→ **To do**:
1. Please copy the passage from the discussion of organic farming and manure word for word, starting at "Please explain…" and ending at "a chemistry classroom.".
2. Write the next part of the discussion of organic food, manure and E. coli, picking up after its final sentence.
──────── Selected extract ────────
Human waste has been used before, but don’t forget that it’s an extremely profitable industry.
It’s not inherently a problem to utilize human waste for fertilizer, so long as it’s been processed correctly. They’ve been doing it for hundreds of years in East Asia by inoculating the waste with lactic acid bacteria.
From the article you posted it seems the American way to “process” the waste is to just dry it out.
It’s not surprising to me that people are misinterpreting your comment, which is factual. If you are doing piece work on a large industrial farm and your nearest toilet is a 10 minute walk one way, you are very unlikely to take the time. This is only one vector but it’s an important one.
On most smaller farms a great deal more care is exercised. On my farm we have a very strict hand-washing rule and have only ever paid by the hour. We also don’t have any processing equipment so the produce goes from the field to a carefully cleaned bin and straight to the farmer’s market or consumer directly. No conveyor belts, warehouse storage or re-packaging involved.
Wait, you mean there are non-organic carrots out there? 🤔
The backing on writable CDs is considered organic, so are those edible?
Check out big brain over here
Motor oil is organic.
How is there even such a thing as ‘organic’ carrots if there isn’t also ‘non-organic’ carrots?
What the F is a non-organic fruit or vegetable?
Please explain…
Tell me more
No no, I asked you people. Where the hell are there non-organic plant foods? They’re all organic, by literal definition.
Or did anyone forget, ‘organic’ fruits and vegetables are fertilized with manure rather than synthetic chemicals…
Where the hell are there non-organic plant foods?
If you ask that in the supermarket, you’ll get a very different answer than in a chemistry classroom.
Organic (marketing) and organic (chemistry) are different concepts, so the answer to your question would depend on the context in which it is being asked. 🤷♂️
And organic food is fertilized with organic feces.
Wonder where the E. Coli comes from? 🤔
I’m going to take a minute to respond to the argument I think you’re trying to imply here, that organic food leads to e-coli outbreaks in humans.
While there is some validity to this, it’s an oversimplification. The vast majority of e-coli is not problematic. The stuff that’s actually a threat comes from sick animals. So when you have AFOs with tons of animals in close proximity, the manure tends to be more likely to be contaminated. And when that contaminated manure gets used as fertiliser, it makes contaminated vegetables.
──────── Supplied material ────────
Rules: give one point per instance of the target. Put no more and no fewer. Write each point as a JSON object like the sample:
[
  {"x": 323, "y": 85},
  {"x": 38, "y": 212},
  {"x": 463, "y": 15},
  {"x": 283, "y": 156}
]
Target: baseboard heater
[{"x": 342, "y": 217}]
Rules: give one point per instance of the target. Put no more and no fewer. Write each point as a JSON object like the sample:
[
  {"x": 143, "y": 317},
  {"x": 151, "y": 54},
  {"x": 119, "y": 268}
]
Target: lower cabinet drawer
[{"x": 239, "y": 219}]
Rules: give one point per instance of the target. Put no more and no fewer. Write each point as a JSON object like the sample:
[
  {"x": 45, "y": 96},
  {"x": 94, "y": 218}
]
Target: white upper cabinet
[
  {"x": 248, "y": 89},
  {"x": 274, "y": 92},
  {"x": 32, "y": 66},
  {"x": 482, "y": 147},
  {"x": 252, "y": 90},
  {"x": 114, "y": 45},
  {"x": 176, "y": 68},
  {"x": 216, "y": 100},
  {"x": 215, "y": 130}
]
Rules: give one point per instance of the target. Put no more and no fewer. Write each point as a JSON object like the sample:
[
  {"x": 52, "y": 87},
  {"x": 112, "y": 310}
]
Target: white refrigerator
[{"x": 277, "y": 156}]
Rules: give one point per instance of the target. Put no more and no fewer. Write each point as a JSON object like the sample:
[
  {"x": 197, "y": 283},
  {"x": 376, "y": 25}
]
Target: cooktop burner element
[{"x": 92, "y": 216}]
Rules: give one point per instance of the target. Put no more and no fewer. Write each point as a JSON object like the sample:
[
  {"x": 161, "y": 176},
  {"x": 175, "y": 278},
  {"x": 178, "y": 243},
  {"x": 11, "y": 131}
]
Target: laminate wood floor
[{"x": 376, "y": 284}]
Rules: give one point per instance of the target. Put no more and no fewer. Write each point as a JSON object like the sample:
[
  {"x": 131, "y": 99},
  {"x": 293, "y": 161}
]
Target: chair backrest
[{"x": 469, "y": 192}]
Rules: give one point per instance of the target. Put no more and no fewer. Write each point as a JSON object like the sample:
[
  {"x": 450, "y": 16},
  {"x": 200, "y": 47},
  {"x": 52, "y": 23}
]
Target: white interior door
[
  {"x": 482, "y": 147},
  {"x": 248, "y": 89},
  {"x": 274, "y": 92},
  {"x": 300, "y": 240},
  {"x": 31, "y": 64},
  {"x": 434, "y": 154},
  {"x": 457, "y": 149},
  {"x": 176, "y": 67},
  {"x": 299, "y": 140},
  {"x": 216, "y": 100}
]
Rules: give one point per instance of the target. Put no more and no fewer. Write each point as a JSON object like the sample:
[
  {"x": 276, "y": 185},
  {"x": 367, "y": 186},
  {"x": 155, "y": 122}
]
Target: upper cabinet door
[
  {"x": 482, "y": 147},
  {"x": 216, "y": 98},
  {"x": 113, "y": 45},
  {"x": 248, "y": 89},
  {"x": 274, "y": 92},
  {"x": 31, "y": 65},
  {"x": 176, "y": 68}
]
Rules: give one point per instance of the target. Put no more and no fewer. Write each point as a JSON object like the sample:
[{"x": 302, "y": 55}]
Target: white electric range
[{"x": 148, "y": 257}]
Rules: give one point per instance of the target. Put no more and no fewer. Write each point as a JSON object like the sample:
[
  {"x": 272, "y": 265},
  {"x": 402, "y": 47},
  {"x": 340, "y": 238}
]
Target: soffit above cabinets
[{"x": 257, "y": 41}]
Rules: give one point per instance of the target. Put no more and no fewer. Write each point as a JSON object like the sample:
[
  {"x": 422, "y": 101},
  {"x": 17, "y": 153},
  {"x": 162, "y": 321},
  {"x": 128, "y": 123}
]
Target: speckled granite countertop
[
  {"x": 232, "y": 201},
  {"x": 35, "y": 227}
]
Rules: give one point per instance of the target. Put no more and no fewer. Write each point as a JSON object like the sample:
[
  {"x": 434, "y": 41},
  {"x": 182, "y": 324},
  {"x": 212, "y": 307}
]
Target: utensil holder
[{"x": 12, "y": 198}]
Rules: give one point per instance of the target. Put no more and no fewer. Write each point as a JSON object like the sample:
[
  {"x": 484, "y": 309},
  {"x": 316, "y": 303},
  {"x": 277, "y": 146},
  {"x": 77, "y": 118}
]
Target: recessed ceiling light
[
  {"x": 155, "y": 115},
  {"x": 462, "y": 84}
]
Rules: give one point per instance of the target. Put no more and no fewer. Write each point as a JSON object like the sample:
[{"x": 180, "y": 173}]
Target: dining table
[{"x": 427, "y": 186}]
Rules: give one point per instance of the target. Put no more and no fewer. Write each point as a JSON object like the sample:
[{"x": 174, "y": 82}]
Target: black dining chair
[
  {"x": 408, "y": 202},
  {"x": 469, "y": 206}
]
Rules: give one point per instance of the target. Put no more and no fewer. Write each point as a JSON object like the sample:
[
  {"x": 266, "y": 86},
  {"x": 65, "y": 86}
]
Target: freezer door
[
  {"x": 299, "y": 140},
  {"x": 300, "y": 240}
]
────────
→ **Your responses**:
1.
Please explain…
Tell me more
No no, I asked you people. Where the hell are there non-organic plant foods? They’re all organic, by literal definition.
Or did anyone forget, ‘organic’ fruits and vegetables are fertilized with manure rather than synthetic chemicals…
Where the hell are there non-organic plant foods?
If you ask that in the supermarket, you’ll get a very different answer than in a chemistry classroom.

2.
This doesn’t necessarily only affect organic vegetables, btw, as the runoff from AFOs can also be a contaminant, so it can affect neighbouring farms as well, organic or otherwise. This is how you can get e-coli contaminated lettuce because it was washed with contaminated water.
Personally, the reason I’d buy organic produce would be a) generally better quality produce and b) avoiding glyphosate and PFAS in pesticides. I think that Monsanto has played out billions in settlements related to roundup speaks volumes.
That said, I’m not nearly crunchy enough to think that artificial fertilisers are problematic. Heck, I use them in my own garden. Stuff that kills stuff tends to be more dangerous than stuff that makes stuff grow, but ofc dosage is everything.
All that is to say, I’d posit that the real problem here is intensified animal agriculture, and corner cutting (both in fertiliser production and sourcing), not organic farming per se.
No shit.
And his real name was Samuel Clemens!
Yes, I’ve read some of the works of Mark Twain.
I’ve also helped on farms before, they literally use shit as fertilizer.
No shit? That’s exactly what I referred to in another comment in this thread, organic foods are fertilized with literal shit.
Wonder why we get diseases in our organic foods?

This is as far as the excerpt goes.